[Extracted data entries]
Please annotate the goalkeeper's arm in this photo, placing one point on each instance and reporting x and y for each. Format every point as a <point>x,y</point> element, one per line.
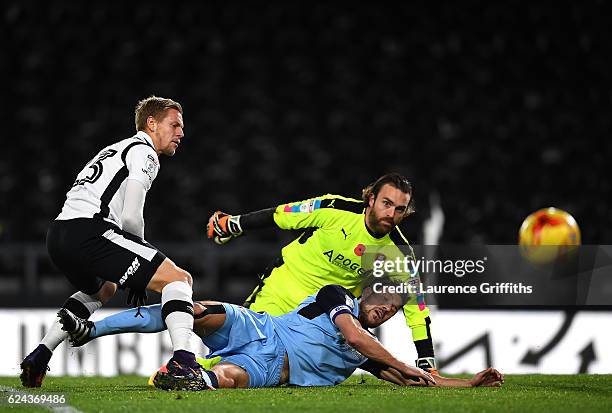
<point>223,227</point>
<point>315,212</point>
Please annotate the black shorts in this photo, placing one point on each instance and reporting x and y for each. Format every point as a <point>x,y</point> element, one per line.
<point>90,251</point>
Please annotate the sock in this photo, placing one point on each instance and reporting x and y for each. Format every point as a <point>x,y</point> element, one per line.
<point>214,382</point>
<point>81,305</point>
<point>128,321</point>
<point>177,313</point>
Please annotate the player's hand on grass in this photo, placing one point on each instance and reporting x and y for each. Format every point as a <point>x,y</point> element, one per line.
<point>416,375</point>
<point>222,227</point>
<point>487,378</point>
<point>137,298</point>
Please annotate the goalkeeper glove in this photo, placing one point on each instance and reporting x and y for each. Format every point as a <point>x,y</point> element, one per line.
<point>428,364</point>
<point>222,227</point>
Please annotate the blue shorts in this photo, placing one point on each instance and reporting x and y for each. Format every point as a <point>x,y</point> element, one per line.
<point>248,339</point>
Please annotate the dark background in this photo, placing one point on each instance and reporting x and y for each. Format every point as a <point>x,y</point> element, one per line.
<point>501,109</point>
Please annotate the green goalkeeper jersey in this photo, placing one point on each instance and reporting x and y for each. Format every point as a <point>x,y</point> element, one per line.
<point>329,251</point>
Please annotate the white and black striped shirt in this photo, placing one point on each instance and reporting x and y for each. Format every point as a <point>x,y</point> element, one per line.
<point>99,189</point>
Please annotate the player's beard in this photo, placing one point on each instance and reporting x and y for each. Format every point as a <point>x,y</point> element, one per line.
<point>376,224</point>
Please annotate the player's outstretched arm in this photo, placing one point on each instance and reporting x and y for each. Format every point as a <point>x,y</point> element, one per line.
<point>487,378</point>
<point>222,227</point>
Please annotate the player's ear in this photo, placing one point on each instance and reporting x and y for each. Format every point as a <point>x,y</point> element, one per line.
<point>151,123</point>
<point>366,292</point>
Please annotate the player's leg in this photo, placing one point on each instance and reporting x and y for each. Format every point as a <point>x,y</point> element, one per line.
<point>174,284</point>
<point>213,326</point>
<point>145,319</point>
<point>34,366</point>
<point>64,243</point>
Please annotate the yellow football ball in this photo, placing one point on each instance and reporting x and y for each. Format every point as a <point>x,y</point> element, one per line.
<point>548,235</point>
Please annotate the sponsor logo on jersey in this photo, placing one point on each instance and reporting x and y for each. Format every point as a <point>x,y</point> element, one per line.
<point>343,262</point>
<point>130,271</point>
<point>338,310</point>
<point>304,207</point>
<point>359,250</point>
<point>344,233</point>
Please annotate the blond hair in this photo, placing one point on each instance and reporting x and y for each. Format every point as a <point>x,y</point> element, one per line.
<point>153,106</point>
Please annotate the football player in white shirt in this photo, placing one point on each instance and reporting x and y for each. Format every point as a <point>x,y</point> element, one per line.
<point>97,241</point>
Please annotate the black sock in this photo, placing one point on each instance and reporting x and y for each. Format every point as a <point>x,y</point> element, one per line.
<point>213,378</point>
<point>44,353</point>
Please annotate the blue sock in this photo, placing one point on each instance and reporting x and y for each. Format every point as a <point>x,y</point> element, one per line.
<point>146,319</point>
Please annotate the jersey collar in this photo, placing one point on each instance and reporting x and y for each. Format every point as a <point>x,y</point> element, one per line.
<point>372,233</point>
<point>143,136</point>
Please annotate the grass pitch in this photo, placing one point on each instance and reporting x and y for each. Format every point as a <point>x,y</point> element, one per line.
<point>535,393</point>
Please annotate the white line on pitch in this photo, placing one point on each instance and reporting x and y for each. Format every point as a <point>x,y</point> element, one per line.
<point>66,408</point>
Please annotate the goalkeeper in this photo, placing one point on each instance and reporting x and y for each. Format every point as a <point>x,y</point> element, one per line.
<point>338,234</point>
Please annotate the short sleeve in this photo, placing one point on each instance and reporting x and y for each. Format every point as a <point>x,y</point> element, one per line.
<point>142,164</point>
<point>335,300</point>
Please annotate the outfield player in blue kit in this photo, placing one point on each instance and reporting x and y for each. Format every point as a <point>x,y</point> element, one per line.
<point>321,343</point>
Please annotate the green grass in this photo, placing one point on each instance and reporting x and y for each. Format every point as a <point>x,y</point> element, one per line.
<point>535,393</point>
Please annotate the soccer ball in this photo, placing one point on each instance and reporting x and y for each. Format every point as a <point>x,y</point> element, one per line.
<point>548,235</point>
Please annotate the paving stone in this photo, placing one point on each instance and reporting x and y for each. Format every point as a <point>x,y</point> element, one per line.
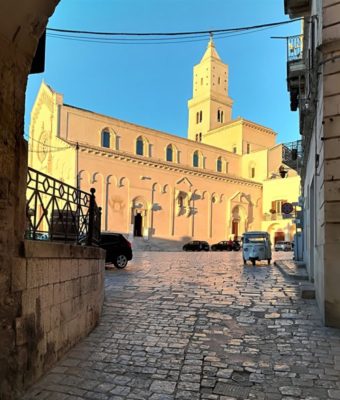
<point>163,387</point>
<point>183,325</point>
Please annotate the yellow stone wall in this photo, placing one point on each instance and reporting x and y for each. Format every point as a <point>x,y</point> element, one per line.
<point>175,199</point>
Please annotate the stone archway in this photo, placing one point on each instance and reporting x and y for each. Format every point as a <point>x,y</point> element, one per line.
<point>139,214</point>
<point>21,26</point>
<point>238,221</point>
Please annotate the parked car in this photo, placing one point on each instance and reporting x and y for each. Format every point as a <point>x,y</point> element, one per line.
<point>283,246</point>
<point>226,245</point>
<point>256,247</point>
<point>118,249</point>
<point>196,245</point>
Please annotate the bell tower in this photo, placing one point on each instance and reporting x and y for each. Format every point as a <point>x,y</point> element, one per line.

:: WHAT YOU HAVE TO DO ::
Rescale the items from the start through the line containing "<point>329,251</point>", both ends included, by writing out every line again, requests too, with each answer coordinate multiplied by 0.2 and rounded to a whole number, halves rounding up. Leave the pictures out.

:: RESULT OF THE EXERCISE ::
Please annotate the goalkeeper's arm in this photo, placing one point on each instance and reporting x and y for each. Format every point as a <point>x,y</point> element, one per line.
<point>45,45</point>
<point>63,42</point>
Please annotate the black shorts in this photo, placing one point on each instance and reporting x and y for each. Format every point as a <point>x,y</point> element, one per line.
<point>18,50</point>
Please annotate the sock in this photo, placing one point on each instance and reporting x and y for each. Format every point as a <point>x,y</point> element, one per line.
<point>43,76</point>
<point>16,61</point>
<point>26,64</point>
<point>35,63</point>
Please annotate the player's hand on grass in this photo, placing one point on each instance and reporting x and y for each. Format every point as a <point>x,y</point> element, one per line.
<point>83,75</point>
<point>44,45</point>
<point>97,76</point>
<point>27,60</point>
Please annotate the goalkeeper glove in this photo, placing one point on each instance and reporting x and y for each. Format every point as a <point>x,y</point> element, one per line.
<point>86,73</point>
<point>44,45</point>
Please annotate the blue shorts in this photo, placing one point on each instance and reporting x and y for each. Format every point as a <point>x,y</point> element, one per line.
<point>50,68</point>
Please annotate the dark background in this photo, placing one point on each instance and reporting x and y for each. Format every point as a <point>x,y</point> element, one per line.
<point>100,22</point>
Please annotate the green goalkeeper jersey in this photo, placing one point on each instance and reporting x and y for each. Format every point as a <point>x,y</point> element, one per line.
<point>66,50</point>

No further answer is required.